Records from a data collection
»»

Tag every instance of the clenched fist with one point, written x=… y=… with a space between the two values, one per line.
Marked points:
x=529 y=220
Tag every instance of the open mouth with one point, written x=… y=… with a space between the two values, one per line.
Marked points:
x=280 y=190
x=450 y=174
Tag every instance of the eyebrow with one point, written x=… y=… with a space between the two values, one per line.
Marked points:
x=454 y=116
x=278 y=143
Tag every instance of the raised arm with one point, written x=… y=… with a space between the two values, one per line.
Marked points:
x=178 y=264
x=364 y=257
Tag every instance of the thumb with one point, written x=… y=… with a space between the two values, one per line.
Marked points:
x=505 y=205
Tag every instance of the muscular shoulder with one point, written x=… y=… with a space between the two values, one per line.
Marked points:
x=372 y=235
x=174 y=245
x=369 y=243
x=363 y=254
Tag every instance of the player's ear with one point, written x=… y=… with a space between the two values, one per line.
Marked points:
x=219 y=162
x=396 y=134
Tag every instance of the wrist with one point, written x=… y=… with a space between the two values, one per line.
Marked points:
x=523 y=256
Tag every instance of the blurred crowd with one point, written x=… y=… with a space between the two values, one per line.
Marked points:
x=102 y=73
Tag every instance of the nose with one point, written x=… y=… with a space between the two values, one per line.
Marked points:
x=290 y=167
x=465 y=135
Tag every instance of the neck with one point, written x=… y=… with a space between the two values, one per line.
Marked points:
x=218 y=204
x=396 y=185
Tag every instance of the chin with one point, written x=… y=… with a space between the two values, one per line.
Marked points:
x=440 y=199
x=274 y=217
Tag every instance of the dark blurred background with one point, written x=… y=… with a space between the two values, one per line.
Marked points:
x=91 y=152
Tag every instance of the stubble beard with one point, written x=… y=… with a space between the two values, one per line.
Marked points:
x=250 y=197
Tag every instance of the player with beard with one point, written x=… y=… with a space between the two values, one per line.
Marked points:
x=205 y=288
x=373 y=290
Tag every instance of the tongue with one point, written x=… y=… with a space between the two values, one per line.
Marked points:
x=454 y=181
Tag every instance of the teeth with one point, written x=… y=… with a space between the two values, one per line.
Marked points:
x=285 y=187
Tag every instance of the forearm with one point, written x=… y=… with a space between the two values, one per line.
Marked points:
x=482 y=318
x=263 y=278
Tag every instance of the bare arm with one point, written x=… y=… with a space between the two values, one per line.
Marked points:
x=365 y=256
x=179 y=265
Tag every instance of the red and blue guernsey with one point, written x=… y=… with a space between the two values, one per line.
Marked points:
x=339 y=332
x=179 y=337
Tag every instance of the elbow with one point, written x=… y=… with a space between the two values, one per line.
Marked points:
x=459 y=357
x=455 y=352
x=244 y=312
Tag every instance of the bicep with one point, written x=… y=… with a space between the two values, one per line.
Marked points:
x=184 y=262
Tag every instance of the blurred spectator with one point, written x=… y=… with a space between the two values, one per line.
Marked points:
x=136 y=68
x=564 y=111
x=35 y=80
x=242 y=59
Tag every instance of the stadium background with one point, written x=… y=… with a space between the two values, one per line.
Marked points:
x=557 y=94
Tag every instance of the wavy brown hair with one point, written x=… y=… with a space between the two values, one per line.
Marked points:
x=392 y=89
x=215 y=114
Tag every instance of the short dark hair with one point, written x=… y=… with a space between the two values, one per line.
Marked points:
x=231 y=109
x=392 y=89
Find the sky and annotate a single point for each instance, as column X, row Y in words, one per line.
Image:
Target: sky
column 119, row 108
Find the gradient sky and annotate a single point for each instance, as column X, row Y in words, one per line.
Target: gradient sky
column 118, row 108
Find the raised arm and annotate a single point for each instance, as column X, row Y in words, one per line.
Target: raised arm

««

§ TASK REQUIREMENTS
Please reproduce all of the records exactly as they stand.

§ WRITTEN REPLY
Tag every instance of the clenched fist with one point, written x=… y=… with a space between the two values, one per line.
Marked points:
x=529 y=220
Tag every instance of the open mouth with one point, written x=… y=… with a space between the two values, one per line.
Marked points:
x=280 y=190
x=450 y=174
Tag every instance of the eyebrow with one point, written x=… y=… with a space between the two values, one per line.
Marked points:
x=454 y=116
x=278 y=143
Tag every instance of the raised arm with one point, written x=… y=… with a space between the two values, one per line.
Marked points:
x=178 y=264
x=364 y=257
Tag every instance of the thumb with one point, written x=… y=… with a space between the two values, one per line.
Marked points:
x=505 y=205
Tag every instance of the muscular shoulder with one point, written x=… y=… with a space between the two values, one per line.
Marked points:
x=372 y=235
x=174 y=245
x=369 y=243
x=363 y=254
Tag every instance of the player's ear with one point, written x=… y=… with a space between the two values, one per line.
Marked points:
x=219 y=162
x=396 y=134
Tag every instance of the wrist with one point, written x=… y=… with a space between the two values, one per line.
Marked points:
x=523 y=256
Tag every instance of the blurred crowd with one point, written x=… y=… with a space between the two values, one per line.
Marked points:
x=102 y=73
Tag every instance of the nose with one point, written x=… y=… with a space between the two values, one per line.
Marked points:
x=290 y=167
x=465 y=135
Tag every instance of the neck with one point, written x=… y=… with a space between the two values, one per line.
Marked points:
x=218 y=204
x=396 y=185
Tag every instance of the chin with one point, written x=… y=… with a space between the two values, one per line.
Marked points:
x=440 y=199
x=274 y=217
Tag every instance of the dark blurred background with one point, written x=… y=… with a space between the two values, one per line.
Marked points:
x=91 y=152
Tag every instance of the stubble beard with one point, written x=… y=… with a space between the two values, one per line.
Marked points:
x=250 y=197
Tag every instance of the player with beard with one point, written x=… y=… with a space between the two values, one per line.
Marked points:
x=205 y=288
x=373 y=290
Tag every instance of the tongue with one point, written x=… y=… with a space between the two values, one per line.
Marked points:
x=454 y=181
Tag every instance of the teeth with one point, written x=… y=… with a space between the two values, one per line.
Marked points:
x=285 y=187
Tag every instance of the forearm with one point, written x=… y=… with a space between the two values, one per line.
Marked points:
x=482 y=318
x=263 y=278
Tag every instance of the bare arm with one point, written x=… y=… with a space between the two values, one per line.
Marked points:
x=365 y=256
x=179 y=265
Tag every instance of the red and blue guernsey with one point, written x=… y=… with a space between the two values, one per line.
Marked points:
x=339 y=332
x=179 y=337
Tag every instance of the elbow with one point, written x=… y=… with a space between the two values, one per line.
Marked points:
x=459 y=357
x=455 y=352
x=244 y=312
Tag every instance of the bicep with one point, written x=… y=… with a space between the two values, one per line.
Marked points:
x=184 y=262
Tag every instance of the blurred spectator with one point, written x=… y=… with a space between the two values, one per line.
Marked points:
x=136 y=68
x=564 y=111
x=35 y=80
x=242 y=59
Tag every instance of the stadium background with one point, written x=… y=… with a space between the two values, one per line.
Marked points:
x=557 y=94
Tag every instance of the wavy brown hair with one point, written x=… y=… with a space between the two values, one per line.
Marked points:
x=392 y=89
x=215 y=114
Tag every instance of the short dark hair with one point, written x=… y=… with a space between the two values, one per line.
Marked points:
x=231 y=109
x=392 y=89
Find the sky and annotate a single point for each instance, as column X, row Y in words, one per line.
Image:
Target: sky
column 119, row 108
Find the gradient sky and annotate a single point for each instance, as column X, row Y in words, one per line.
Target: gradient sky
column 118, row 108
Find the raised arm and annotate a single point for each instance, as column X, row Y in words, one per line.
Target: raised arm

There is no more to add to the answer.